In the text on the Altria–Juul deal, take the part that begins at the words "The purchase of" and stops after "with smokeless tobacco.". Write it out again, updated so that "paper maps" stands in place of "typewriters".

Text provided ->
########################################

This week, the tobacco giant Altria announced that it’s buying a 35 percent stake in the e-cigarette king, Juul. Juul is the hottest vaping product on the market, known for its popularity among young people. (For more about the potential dangers of vaping, including nicotine addiction, and what parents need to know, see this story.)
Kenneth Michael Cummings, Ph.D., is watching the developments closely. He’s a professor in the Department and Psychiatry and Behavioral Sciences at the Medical University of South Carolina and co-leader of the tobacco control research program at MUSC Hollings Cancer Center’s Cancer Prevention and Control Program. He’s also a national leader in his field, serving as an expert witness in legal proceedings against cigarette makers, including Philip Morris, and guiding public policy and regulations in the marketing and distribution of nicotine products.
But If you assume the veteran tobacco researcher would outright condemn the idea of Altria and Juul teaming up, you’d be mistaken. It’s a more nuanced situation that that, Cummings believes.
Here are some of Cummings' thoughts on the deal.
The purchase of Juul is interesting, but not surprising. It shows real pressure on the cigarette business coming from new product innovations that can offer what cigarettes do to consumers with lower risk. Landline phones were replaced by mobile phones, typewriters by computers, photographic film by digital cameras and digital cameras and video equipment now on our iPhones and similar devices.
Replacing cigarettes is long overdue. I think e-cigarettes have that potential and when products excel as Juul has, they typically get bought by cigarette companies. The same happened a decade ago with smokeless tobacco.
The agreement to purchase Juul is complex, since it only gives Altria a minority share and prevents it from controlling the company. There are a lot of rumors flying as to what motivated the deal, but what seems apparent is that cigarette sales are falling and the cigarette business is placing bets on where they can go to remain profitable in the future.
There are some odd advantages with Juul and Altria, since this gives Juul access to Altria’s cigarette distribution platform, i.e., self-space in stores and access to Philip Morris’ consumer database to market Juul directly to smokers. [Altria is the parent company of Philip Morris.]
It is rather obvious that cigarette companies are better positioned to transform the marketplace faster than FDA or anyone else can. So while one might be worried to see this development, one has to wait and see what Altria will do with their ownership stake in Juul and how this plays out in the future.
It may not be a disaster, as many are now saying. In fact, it could potentially benefit public health if Altria truly sees value in pushing consumers away from cigarettes to less harmful nicotine alternatives.
Time will tell, but with the pace of innovation, even cigarette makers can no longer rest on their past success and hope to be profitable. If they did, Phillip Morris might end up like Kodak, a blip in the history books; although that would be a good thing also.

########################################

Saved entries

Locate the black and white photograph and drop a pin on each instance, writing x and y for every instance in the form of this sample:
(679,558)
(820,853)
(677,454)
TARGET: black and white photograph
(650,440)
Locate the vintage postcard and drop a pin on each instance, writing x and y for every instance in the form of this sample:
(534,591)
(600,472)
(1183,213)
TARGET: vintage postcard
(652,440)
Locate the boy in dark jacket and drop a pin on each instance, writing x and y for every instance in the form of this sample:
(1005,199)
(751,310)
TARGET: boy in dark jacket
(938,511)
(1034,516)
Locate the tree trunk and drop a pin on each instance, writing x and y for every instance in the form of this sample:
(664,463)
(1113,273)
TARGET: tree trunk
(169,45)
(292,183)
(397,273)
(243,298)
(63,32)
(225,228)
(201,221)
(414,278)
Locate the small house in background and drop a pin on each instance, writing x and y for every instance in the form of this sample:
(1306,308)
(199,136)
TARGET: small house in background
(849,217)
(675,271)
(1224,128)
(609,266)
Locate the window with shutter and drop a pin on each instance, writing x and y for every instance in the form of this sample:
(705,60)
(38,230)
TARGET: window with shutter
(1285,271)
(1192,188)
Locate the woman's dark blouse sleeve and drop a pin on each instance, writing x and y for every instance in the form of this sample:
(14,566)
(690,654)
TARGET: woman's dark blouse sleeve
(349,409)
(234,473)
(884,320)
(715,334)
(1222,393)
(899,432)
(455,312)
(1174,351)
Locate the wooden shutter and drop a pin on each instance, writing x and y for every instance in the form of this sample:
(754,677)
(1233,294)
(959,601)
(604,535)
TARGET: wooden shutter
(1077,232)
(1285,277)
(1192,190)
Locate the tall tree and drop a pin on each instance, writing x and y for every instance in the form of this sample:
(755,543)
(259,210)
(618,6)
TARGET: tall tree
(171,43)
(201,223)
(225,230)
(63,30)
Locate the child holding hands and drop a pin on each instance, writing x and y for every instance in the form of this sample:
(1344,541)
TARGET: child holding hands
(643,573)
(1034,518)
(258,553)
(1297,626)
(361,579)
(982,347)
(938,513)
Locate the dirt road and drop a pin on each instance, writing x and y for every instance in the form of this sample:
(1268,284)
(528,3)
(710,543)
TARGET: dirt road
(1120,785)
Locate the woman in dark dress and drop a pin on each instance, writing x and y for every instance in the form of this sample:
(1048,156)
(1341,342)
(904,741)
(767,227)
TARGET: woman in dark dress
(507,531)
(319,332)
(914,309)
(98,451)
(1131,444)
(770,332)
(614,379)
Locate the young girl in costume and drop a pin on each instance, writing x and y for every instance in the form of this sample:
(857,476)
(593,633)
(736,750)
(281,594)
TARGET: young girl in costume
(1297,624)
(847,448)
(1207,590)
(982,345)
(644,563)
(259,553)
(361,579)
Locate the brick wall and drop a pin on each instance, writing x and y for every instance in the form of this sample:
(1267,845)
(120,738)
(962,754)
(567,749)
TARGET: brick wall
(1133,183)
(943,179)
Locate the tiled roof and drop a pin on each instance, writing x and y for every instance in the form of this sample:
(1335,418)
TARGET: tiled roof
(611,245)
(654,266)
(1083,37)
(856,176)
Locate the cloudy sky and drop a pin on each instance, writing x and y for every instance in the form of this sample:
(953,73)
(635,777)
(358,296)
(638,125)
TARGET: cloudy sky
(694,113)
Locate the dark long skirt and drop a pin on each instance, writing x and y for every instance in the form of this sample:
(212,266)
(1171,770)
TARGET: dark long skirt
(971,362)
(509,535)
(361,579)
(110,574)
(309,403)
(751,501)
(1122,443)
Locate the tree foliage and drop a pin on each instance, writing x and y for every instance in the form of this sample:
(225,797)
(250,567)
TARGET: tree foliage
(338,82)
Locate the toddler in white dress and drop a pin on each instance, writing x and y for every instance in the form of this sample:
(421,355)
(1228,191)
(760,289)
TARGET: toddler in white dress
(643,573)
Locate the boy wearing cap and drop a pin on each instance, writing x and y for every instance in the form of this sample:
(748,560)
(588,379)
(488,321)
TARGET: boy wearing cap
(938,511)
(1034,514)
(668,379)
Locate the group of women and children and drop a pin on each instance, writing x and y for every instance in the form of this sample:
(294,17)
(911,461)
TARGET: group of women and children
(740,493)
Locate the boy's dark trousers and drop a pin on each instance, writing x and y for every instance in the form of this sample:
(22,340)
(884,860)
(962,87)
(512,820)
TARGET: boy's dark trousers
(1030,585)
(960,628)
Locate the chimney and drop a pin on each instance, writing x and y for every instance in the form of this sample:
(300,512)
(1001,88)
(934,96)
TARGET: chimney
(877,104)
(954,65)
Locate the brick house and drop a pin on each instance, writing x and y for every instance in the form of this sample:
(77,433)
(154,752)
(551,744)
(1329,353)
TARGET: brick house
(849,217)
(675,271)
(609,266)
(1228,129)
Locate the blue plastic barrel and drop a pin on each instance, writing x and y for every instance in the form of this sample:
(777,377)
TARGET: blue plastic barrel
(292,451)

########################################

Exercise result ->
The purchase of Juul is interesting, but not surprising. It shows real pressure on the cigarette business coming from new product innovations that can offer what cigarettes do to consumers with lower risk. Landline phones were replaced by mobile phones, paper maps by computers, photographic film by digital cameras and digital cameras and video equipment now on our iPhones and similar devices.
Replacing cigarettes is long overdue. I think e-cigarettes have that potential and when products excel as Juul has, they typically get bought by cigarette companies. The same happened a decade ago with smokeless tobacco.